### WHAT TO WORK ON
Copy every line of the records that includes the word "below".

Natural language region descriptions
··········

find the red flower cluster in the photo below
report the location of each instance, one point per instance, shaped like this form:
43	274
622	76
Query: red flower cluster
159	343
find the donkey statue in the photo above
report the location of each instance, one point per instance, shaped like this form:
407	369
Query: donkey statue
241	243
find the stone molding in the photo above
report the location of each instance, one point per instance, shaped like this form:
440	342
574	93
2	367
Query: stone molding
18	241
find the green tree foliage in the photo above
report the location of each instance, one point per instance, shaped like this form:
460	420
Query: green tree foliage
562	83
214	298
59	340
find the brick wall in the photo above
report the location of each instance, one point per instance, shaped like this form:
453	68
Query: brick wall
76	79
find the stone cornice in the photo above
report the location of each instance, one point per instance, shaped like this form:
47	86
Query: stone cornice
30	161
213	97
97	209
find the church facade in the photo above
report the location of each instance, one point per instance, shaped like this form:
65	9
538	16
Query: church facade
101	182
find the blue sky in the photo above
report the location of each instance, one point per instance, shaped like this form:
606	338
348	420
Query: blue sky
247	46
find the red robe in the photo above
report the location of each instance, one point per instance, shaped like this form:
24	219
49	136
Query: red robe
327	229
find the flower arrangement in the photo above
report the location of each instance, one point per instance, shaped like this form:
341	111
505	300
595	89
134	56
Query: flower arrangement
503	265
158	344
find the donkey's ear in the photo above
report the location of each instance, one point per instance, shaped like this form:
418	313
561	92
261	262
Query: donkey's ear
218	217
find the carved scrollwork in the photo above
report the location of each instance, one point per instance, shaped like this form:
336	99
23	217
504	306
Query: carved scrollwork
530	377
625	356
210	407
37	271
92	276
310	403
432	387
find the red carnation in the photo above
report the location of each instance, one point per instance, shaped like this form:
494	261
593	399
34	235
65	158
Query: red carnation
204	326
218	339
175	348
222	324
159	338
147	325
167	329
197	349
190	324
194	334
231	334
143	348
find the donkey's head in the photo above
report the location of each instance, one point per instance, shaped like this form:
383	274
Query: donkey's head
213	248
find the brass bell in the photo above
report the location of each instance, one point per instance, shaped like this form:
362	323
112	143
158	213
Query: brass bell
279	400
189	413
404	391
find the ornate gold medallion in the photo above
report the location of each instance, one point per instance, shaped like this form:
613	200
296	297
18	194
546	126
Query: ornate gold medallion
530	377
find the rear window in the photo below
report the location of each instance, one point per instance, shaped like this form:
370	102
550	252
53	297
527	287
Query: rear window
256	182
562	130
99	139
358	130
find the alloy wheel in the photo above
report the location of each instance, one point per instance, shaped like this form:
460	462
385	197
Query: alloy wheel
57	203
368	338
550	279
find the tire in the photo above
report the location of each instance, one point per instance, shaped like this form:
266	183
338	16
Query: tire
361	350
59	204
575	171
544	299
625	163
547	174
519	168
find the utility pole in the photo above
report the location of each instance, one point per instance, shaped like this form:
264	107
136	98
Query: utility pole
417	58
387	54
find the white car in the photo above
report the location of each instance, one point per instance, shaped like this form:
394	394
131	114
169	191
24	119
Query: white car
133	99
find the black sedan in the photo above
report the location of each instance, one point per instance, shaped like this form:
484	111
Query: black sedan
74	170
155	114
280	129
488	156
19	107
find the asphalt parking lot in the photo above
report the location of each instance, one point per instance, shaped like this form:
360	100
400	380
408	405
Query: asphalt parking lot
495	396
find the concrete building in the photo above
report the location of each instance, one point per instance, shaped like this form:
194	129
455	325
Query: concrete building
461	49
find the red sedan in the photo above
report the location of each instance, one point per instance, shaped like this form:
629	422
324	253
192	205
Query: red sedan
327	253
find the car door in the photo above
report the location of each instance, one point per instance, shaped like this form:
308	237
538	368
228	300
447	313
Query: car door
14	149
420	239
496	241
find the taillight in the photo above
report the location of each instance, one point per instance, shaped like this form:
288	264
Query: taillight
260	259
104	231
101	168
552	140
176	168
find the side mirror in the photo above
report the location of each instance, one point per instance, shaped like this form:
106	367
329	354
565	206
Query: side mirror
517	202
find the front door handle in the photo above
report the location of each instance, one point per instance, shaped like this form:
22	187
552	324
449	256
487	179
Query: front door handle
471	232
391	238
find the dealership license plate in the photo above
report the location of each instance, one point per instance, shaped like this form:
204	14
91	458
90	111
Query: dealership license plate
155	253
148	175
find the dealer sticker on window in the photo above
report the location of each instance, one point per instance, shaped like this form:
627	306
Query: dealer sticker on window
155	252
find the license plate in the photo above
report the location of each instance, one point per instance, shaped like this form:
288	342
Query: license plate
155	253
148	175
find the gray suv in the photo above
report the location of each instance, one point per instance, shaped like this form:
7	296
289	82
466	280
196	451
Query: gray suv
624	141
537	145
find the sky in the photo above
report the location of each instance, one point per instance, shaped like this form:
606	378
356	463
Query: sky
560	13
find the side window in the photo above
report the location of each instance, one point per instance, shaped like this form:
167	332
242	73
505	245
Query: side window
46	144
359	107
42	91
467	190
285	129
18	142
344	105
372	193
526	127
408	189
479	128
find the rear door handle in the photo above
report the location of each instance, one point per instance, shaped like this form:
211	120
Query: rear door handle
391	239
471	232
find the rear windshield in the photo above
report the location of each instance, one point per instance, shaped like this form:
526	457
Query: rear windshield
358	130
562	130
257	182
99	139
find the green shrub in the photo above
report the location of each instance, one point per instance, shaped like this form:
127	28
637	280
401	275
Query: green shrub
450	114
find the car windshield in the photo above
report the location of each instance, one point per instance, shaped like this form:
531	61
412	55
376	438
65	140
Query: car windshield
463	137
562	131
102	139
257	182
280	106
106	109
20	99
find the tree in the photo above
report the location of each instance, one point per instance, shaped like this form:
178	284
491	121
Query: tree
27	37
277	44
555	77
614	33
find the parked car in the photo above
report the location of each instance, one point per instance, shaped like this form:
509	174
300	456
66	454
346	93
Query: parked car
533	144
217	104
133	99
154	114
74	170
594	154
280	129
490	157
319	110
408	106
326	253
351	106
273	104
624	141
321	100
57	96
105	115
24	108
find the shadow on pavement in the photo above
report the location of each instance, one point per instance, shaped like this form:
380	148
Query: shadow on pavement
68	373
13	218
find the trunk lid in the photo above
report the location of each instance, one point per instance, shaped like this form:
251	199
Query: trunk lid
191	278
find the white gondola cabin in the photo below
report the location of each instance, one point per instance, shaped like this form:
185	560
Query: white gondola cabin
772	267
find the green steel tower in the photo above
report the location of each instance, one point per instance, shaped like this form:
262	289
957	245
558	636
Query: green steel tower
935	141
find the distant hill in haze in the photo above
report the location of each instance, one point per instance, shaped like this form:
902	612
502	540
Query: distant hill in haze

··········

### RESPONSE TO THE EXERCISE
find the red flower cluster in the photo below
find the rear window in the photo below
find the white gondola cabin in the photo below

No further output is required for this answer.